* To do
Format the rows below as a numbered list, omitting any blank lines.
* Start *
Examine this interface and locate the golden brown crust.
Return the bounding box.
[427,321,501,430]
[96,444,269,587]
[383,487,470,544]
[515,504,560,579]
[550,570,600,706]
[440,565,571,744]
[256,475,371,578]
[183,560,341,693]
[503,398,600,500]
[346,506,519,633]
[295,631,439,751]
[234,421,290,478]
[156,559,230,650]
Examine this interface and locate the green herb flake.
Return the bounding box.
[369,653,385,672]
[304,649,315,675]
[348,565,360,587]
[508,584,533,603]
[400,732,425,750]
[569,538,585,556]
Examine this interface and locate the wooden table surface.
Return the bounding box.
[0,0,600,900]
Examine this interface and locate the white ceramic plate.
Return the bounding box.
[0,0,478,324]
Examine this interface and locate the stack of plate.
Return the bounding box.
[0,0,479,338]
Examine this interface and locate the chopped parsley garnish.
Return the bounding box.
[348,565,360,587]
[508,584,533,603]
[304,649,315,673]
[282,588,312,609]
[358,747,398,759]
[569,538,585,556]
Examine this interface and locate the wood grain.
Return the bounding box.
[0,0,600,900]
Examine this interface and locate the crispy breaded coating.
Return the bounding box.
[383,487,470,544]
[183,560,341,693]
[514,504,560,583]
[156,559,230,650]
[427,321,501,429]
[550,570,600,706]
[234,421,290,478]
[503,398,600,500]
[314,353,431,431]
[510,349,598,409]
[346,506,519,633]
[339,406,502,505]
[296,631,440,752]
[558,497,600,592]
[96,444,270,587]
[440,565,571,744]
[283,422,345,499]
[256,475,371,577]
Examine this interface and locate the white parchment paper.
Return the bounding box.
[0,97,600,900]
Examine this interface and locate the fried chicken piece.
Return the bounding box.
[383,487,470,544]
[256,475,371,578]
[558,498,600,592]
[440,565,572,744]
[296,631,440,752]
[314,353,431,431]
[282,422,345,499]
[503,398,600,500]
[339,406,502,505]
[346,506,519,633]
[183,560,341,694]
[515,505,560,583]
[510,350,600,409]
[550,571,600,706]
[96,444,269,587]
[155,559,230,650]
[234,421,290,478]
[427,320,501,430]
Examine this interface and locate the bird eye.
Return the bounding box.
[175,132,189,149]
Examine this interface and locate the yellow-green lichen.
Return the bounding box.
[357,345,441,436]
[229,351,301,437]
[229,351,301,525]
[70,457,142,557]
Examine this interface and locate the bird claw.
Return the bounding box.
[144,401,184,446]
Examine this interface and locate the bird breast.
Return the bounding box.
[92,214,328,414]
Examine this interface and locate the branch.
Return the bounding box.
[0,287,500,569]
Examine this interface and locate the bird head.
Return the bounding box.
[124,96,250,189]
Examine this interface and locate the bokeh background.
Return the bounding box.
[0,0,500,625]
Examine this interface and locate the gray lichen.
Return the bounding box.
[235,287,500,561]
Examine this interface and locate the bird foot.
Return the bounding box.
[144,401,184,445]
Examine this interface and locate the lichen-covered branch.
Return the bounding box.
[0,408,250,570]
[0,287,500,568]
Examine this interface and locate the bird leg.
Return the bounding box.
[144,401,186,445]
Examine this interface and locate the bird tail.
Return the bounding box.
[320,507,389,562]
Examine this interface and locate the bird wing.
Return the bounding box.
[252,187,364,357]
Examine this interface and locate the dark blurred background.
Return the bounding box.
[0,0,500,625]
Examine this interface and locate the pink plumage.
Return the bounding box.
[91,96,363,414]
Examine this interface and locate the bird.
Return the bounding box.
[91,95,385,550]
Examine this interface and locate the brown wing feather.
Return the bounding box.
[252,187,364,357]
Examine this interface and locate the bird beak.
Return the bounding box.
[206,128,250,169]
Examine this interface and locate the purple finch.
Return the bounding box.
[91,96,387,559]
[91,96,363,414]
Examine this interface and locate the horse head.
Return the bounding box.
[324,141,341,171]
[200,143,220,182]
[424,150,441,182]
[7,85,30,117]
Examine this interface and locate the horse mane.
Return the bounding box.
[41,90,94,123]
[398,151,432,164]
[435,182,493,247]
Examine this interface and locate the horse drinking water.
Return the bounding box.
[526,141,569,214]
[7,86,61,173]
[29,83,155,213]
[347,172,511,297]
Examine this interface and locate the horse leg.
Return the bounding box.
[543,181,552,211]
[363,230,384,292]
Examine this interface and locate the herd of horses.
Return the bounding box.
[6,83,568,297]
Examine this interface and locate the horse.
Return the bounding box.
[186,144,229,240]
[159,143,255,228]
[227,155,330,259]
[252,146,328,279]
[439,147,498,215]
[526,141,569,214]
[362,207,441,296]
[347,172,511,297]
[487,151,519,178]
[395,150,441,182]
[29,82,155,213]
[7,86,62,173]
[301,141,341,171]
* End *
* Answer to the problem
1. Examine this interface and locate the golden brown crust.
2. Return the bounding box.
3. [427,321,501,430]
4. [96,444,269,587]
5. [383,487,470,544]
6. [515,504,560,579]
7. [550,570,600,706]
8. [440,565,571,744]
9. [256,475,371,578]
10. [183,560,341,693]
11. [503,398,600,500]
12. [346,506,519,633]
13. [295,631,439,751]
14. [234,421,290,478]
15. [156,559,230,650]
16. Examine this interface and locate the green herb flake.
17. Return the bounding box.
18. [369,653,385,672]
19. [304,649,315,675]
20. [348,565,360,587]
21. [508,584,533,603]
22. [400,732,425,750]
23. [569,538,585,556]
24. Examine this interface and locate the wooden table surface.
25. Return the bounding box.
26. [0,0,600,900]
27. Examine this interface and locate the white ceramic plate.
28. Return the bounding box.
29. [0,0,478,324]
30. Examine this interface and locate the stack of plate.
31. Return the bounding box.
32. [0,0,479,338]
33. Examine this interface and locate the chopped parsley garnish.
34. Return the bounding box.
35. [348,565,360,587]
36. [508,584,533,603]
37. [304,649,315,673]
38. [282,588,312,609]
39. [358,747,398,759]
40. [569,538,585,556]
41. Examine this interface and locate the wood grain.
42. Return the bounding box.
43. [0,0,600,900]
44. Examine this interface and locate the crispy breaded coating.
45. Return the bounding box.
46. [383,487,470,544]
47. [183,560,341,693]
48. [514,504,560,583]
49. [156,559,230,650]
50. [427,321,501,429]
51. [550,570,600,706]
52. [234,421,290,478]
53. [503,398,600,500]
54. [314,353,431,431]
55. [510,349,598,409]
56. [346,506,519,633]
57. [339,406,502,505]
58. [296,631,440,752]
59. [558,497,600,592]
60. [96,444,270,587]
61. [440,565,571,744]
62. [283,422,345,499]
63. [256,475,371,577]
64. Examine this interface and locate the white parchment paper.
65. Return the bounding box.
66. [0,97,600,900]
67. Examine this interface and locate the fried chicken piece.
68. Return the bounding box.
69. [383,487,470,544]
70. [256,475,371,578]
71. [558,498,600,592]
72. [440,565,572,744]
73. [296,631,440,752]
74. [314,353,431,431]
75. [282,422,345,499]
76. [503,398,600,500]
77. [339,406,502,505]
78. [346,506,519,633]
79. [183,560,341,694]
80. [515,505,560,583]
81. [510,350,600,409]
82. [550,571,600,706]
83. [96,444,269,587]
84. [155,559,230,650]
85. [234,421,290,478]
86. [427,320,501,430]
87. Examine this interface and locate the bird eye.
88. Return the bounding box.
89. [175,132,189,149]
90. Examine this interface and locate the yellow-green lichen.
91. Return the bounding box.
92. [357,345,441,436]
93. [229,351,301,437]
94. [229,351,301,525]
95. [70,457,142,557]
96. Examine this interface and locate the bird claw.
97. Return the bounding box.
98. [144,401,184,446]
99. Examine this interface and locate the bird breast.
100. Return the bounding box.
101. [92,214,328,414]
102. Examine this interface and locate the branch.
103. Return the bounding box.
104. [0,287,500,569]
105. Examine this interface and locate the bird head.
106. Return the bounding box.
107. [124,96,250,189]
108. Examine this interface and locate the bokeh background.
109. Return the bounding box.
110. [0,0,500,625]
111. Examine this interface and locate the gray lichen.
112. Return the bounding box.
113. [235,287,500,561]
114. Examine this interface and locate the bird foot.
115. Return the bounding box.
116. [144,401,184,445]
117. Examine this interface and locate the lichen-covered branch.
118. Return the bounding box.
119. [0,408,250,570]
120. [0,287,500,568]
121. Examine this interface and locate the bird leg.
122. Return the bounding box.
123. [144,401,186,445]
124. Examine this interface and locate the bird tail.
125. Return the bounding box.
126. [320,507,389,562]
127. Examine this interface and locate the bird wing.
128. Return the bounding box.
129. [252,187,364,357]
130. Examine this interface and locate the dark blurred background.
131. Return the bounding box.
132. [0,0,500,625]
133. Examine this interface and locate the pink plumage.
134. Return the bounding box.
135. [91,96,363,414]
136. Examine this interface and locate the bird.
137. Return the bounding box.
138. [91,95,385,550]
139. Examine this interface and locate the brown wing feather.
140. Return the bounding box.
141. [252,187,364,357]
142. Examine this interface and locate the bird beak.
143. Return the bounding box.
144. [206,128,250,169]
145. Examine this interface and locate the purple finch.
146. Return the bounding box.
147. [91,96,387,559]
148. [91,96,363,414]
149. Examine this interface and locate the horse head.
150. Return the bounding box.
151. [324,141,341,171]
152. [200,143,220,182]
153. [424,150,441,182]
154. [7,85,30,117]
155. Examine this interface and locate the horse mane.
156. Return the bounding box.
157. [41,90,94,123]
158. [398,151,432,164]
159. [435,182,493,247]
160. Examine this interface and locate the horse drinking water.
161. Return the bounding box.
162. [526,141,569,214]
163. [7,86,61,173]
164. [29,83,155,213]
165. [347,172,511,297]
166. Examine this interface and locate the horse leg.
167. Return the bounding box.
168. [543,181,552,211]
169. [363,230,384,292]
170. Examine this interface and locate the herd of horses.
171. Return the bounding box.
172. [6,83,568,297]
173. Examine this interface and locate the horse.
174. Return the bounding box.
175. [186,144,229,240]
176. [159,143,255,228]
177. [227,155,330,259]
178. [252,146,328,279]
179. [439,147,498,215]
180. [526,141,569,214]
181. [362,207,441,296]
182. [347,172,511,297]
183. [487,151,519,178]
184. [395,150,441,182]
185. [29,82,155,213]
186. [7,86,62,173]
187. [301,141,341,171]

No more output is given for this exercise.